:: PASSAGE GIVEN ::

The Alogi (ἄλογοι), also called Alogoi or Alogians, were a group of heterodox Christians in Asia Minor that flourished c. 200 CE, and taught that the Gospel of John and the Apocalypse of John (Book of Revelation) were not the work of the Apostle, but his adversary Cerinthus. What we know of them is derived from their doctrinal opponents, whose literature is extant, particularly St. Epiphanius of Salamis. It was Epiphanius who coined the name "Alogi" as a word play suggesting that they were both illogical (anti-logikos) and they were against the Christian doctrine of the Logos.  While Epiphanius does not specifically indicate the name of its founder, Dionysius Bar-Salibi, citing a lost work of Hippolytus (Capita Adversus Caium), writes in his commentary on the Apocalypse,Hippolytus the Roman says: A man appeared, named Caius, saying that the Gospel is not by John, nor the Apocalypse but that it is by Cerinthus the heretic.Cf. Eusebius, Ecclesiastical History, 3.28.2According to fourth century church historian Eusebius of Caesarea, Caius was a churchman of Rome who wrote during the time of Pope Zephyrinus, and had published a disputation with Proclus, a Montanist leader in Rome.

Beliefs 
“St. Epiphanius (Haer. LI) gives a long account of the party of heretics who arose after the Cataphrygians, Quartodecimans, and others, and who received neither the Gospel of St. John nor his Apocalypse.”; they instead attributed the two New Testament books to the Gnostic Cerinthus, who was actually an enemy of John the Apostle.

Regarding their beliefs, Epiphanius asserts that the Alogians denied the continuation of spiritual gifts in the church in opposition to the Montanists. They explicitly deny the Logos doctrine in John chapter 1 and they deny Johannine authorship by comparing his Gospel with the synoptic Gospels. Their methodology can be seen in the surviving fragments of Hippolytus of Rome's refutation, Capita Adversus Caium, preserved in Bar-Salibi's Commentary on the Apocalypse. Their comparative method was considered very foolish in Epiphanius’ opinion who derided them as "without reason".  Syriacist John Gwynn, who published these fragments in English, likewise indicates that, "The objections of Caius are . . . those of a somewhat captious critic, and indicates little breadth of scriptural learning or of eschatological conceptions".

:: DATASET ENTRIES ::
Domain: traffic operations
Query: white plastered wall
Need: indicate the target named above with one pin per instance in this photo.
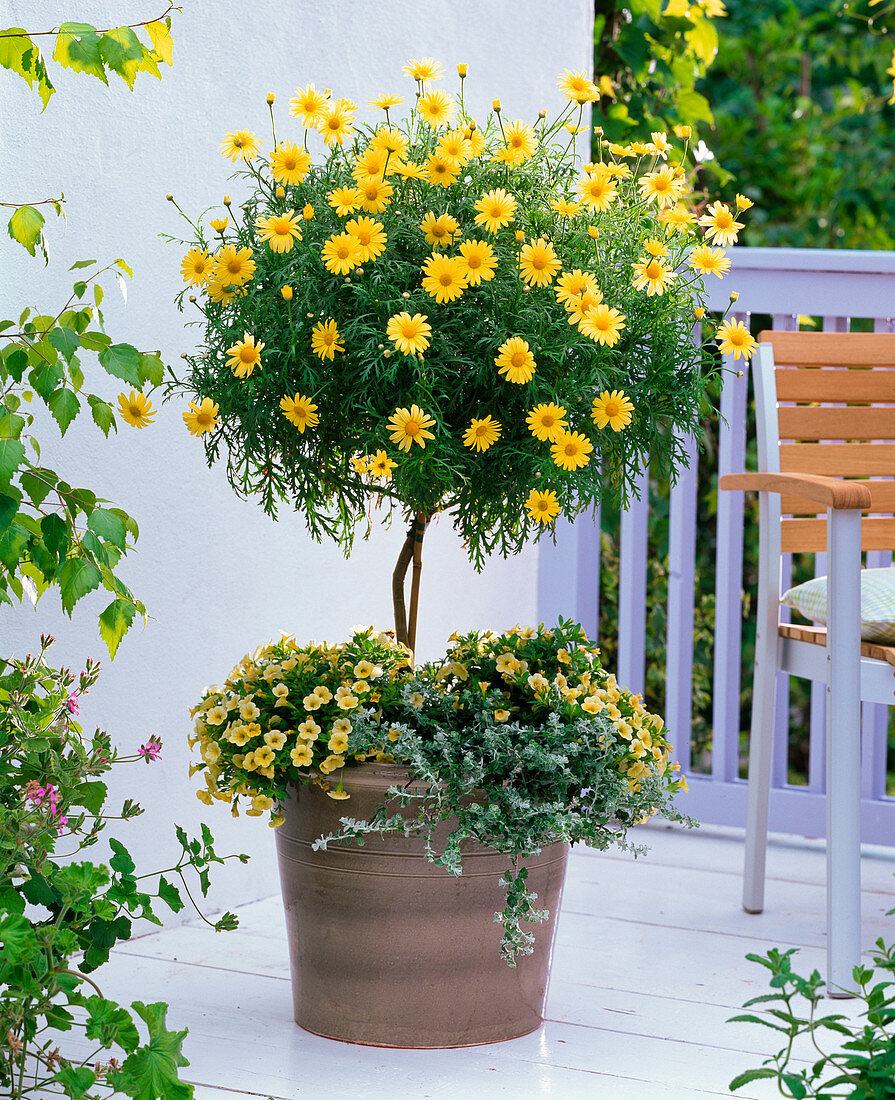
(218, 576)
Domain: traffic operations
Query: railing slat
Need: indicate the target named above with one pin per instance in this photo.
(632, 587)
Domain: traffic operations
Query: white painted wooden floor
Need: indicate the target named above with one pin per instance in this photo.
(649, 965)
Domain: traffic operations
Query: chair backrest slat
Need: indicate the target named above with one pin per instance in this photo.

---

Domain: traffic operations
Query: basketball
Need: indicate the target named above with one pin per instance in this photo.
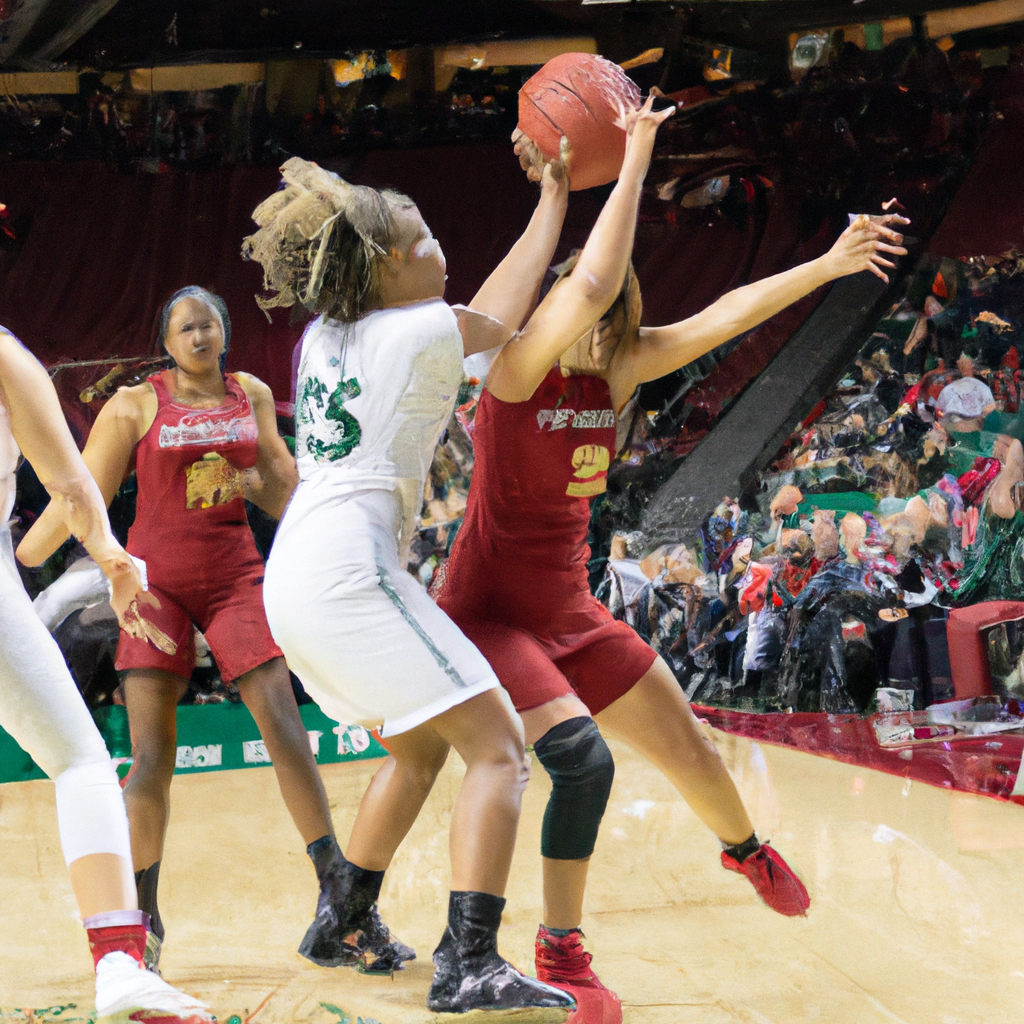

:: WHAT IS ASKED ::
- a) Translate this sentence from the passage on the Alogi into Spanish: "What we know of them is derived from their doctrinal opponents, whose literature is extant, particularly St. Epiphanius of Salamis."
- b) Go on with the passage on the Alogi from the point where it stops.
This material comes from a source separate from the passage on the Alogi.

:: ANSWERS FOR THE EXERCISE ::
- a) Lo que sabemos de ellos procede de sus opositores doctrinales, cuya literatura se conserva, en particular san Epifanio de Salamina.

- b)
Epiphanius argues that Cerinthus could not have written the Gospel of John because whereas Cerinthus denied the deity of Christ, the Gospel taught Christ's Godhead. Epiphanius contemplates that they may not reject Christ's deity outright, but instead just the “Logos form under which the doctrine was presented in the Gospel”. Epiphanius also asserts in regard to the Alogi, “they themselves seem to believe as we do.” He therefore is not so much concerned with their Christology as much as he is concerned with their biblical criticism. Nevertheless, Epiphanius is harsh in his condemnation of them and asserts that the bottom line for the Alogi is that they deny the Gospel of John and consequently the Word-Flesh Logos doctrine. Epiphanius clearly distinguishes them from the Ebionites and from the Docetists.

References

Resources

 Gwynn, J. "Hippolytus and his “Heads against Caius”," Hermathena, 6 (1888), 397-418.
 Bludau, A. Die Ersten Gegner der Johannes-Schriften (Biblische Studien, 22, Hefte 1 and 2; 1925).
 Fisher, G. P. "Some Remarks on the Alogi," Papers of the American Society of Church History, 2,1 (1890), pp. 1–9.
 Hall, S. G. "Aloger," in Theologische Realenzyklopadia 2. Edited by G. Krause, G. Muller, et al. Berlin: 1977 ff., 290–95.
 The Panarion of Epiphanius of Salamis: Book II and III, Translated by Frank Williams. Leiden: Brill, 1997. .
 Rose, V. “Question Johannine. Les Aloges asiatiques et les aloges romains,” Revue Biblique 6 (1897): 516–34.
 Smith, J. D. Gaius and the Controversy over the Johannine Literature (PhD diss.), Yale University, 1979.
 Trevett, Chr. Montanism: Gender, Authority and the New Prophesy (Cambridge, 1996), pp. 29, 66, 138–41, 262–3.

External links
 The article on the “Alogi” in Volume 1 of The Catholic Encyclopedia
 The article on the "Alogi" in The New Schaff-Herzog Encyclopedia of Religious Knowledge, 1:135.
Catholic Encyclopedia: Montanists: Montanism in the West: "The old notion that the Alogi were an Asiatic sect (see ALOGI) is no longer tenable; they were the Roman Gaius and his followers, if he had any."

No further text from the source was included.